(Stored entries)
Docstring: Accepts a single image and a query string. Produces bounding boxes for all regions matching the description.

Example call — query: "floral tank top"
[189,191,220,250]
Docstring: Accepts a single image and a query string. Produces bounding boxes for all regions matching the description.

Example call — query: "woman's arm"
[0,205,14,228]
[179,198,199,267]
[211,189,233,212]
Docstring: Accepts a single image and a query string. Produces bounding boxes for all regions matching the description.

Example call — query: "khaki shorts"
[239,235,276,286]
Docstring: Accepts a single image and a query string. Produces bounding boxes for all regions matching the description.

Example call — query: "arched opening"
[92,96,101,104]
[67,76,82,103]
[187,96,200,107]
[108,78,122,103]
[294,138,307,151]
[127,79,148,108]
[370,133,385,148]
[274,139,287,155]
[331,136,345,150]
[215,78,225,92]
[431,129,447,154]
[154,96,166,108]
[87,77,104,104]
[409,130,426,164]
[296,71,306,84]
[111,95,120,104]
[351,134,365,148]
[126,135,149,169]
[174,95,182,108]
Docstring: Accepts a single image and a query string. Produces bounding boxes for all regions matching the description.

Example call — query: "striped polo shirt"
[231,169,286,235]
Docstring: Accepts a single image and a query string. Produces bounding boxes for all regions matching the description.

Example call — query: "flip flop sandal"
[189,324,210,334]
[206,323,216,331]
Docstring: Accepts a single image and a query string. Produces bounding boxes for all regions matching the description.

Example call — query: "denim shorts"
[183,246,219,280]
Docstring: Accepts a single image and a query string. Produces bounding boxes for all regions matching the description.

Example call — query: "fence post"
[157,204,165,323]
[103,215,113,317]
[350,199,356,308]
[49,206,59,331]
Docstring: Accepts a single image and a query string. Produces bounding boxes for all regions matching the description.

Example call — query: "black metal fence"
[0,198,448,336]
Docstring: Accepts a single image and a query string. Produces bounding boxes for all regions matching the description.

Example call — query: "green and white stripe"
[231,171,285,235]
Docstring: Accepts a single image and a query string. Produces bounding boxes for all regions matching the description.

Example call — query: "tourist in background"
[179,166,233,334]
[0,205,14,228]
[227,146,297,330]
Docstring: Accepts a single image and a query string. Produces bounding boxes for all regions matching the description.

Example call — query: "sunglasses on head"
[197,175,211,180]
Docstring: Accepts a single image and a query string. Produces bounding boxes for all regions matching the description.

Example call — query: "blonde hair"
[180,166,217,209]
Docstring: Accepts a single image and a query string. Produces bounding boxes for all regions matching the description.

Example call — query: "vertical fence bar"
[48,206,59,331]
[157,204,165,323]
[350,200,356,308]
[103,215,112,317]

### What you need to do
The complete data is to be transcribed verbatim.

### Exercise result
Docstring: Accepts a single image and a query string. Produces bounding boxes for all regions matching the description.

Example call — query: "floral tank top"
[189,191,220,250]
Docstring: Accepts a single image and a query string. Produces bounding boxes for all regions matching the description.

Example call — query: "woman's arm"
[0,205,14,228]
[179,198,199,267]
[211,189,233,212]
Docstring: Accepts a single image and a query string. Produces bounding boxes for all regions matching the description.

Example call — query: "khaki shorts"
[239,235,276,286]
Docstring: Accepts a single image and a query string. Produces bounding boxes for all regions matching the description.

Example call — query: "arched opening"
[92,96,101,104]
[67,76,82,103]
[187,96,200,107]
[108,78,122,103]
[294,138,307,151]
[127,79,148,108]
[370,133,385,148]
[274,139,287,155]
[331,136,345,150]
[215,78,225,92]
[431,129,447,154]
[154,96,166,108]
[87,77,104,104]
[409,130,426,164]
[296,71,306,84]
[111,95,120,104]
[351,134,365,148]
[126,135,149,169]
[174,95,182,108]
Docstring: Accepts a single image and a query string. Produces bounding boxes for all regions matching the description.

Example call — query: "striped polo shirt"
[231,169,286,235]
Docstring: Accepts a single image and a query string. Produces bounding boxes for all regions matching the description.

Example call — query: "flip flop sandal"
[189,324,210,334]
[206,323,216,331]
Docstring: Accepts a single image and a query string. Produces bounding boxes for all regions matching the description.

Example call — query: "denim shorts"
[183,246,219,280]
Docstring: Accepts a single image and a query string. Produces bounding boxes for all regions matching the description.

Example call — query: "fence post"
[157,204,165,323]
[103,215,113,317]
[350,199,356,308]
[49,206,59,331]
Docstring: Accepts a single image and a query string. Produces bounding boxes for all regions matching the description.

Example call — query: "black metal fence"
[0,198,448,336]
Docstring: Accepts a single image and a query string. Produces bounding boxes for all regions matching the description.

Example call — query: "green and white stripe"
[231,171,285,235]
Docstring: Accepts a single image and a query string. Produces bounding boxes for all regions matching the description.

Example call — query: "tourist in background"
[179,166,233,334]
[0,205,14,228]
[227,146,297,330]
Docstring: Accepts a single image and a query string. Produces bounding boxes for all regions matching the description.

Example call — query: "sunglasses on head"
[197,175,211,180]
Docstring: Accepts a single image and a query string. Produces bounding boxes for all regions matching the description.

Example call — query: "blonde hair"
[180,166,217,209]
Docstring: Accepts a single image and a query string. Produces bounding boxes for all regions matching the description.

Example call — query: "vertical fence bar"
[48,206,59,331]
[157,204,165,323]
[350,200,356,308]
[103,215,112,317]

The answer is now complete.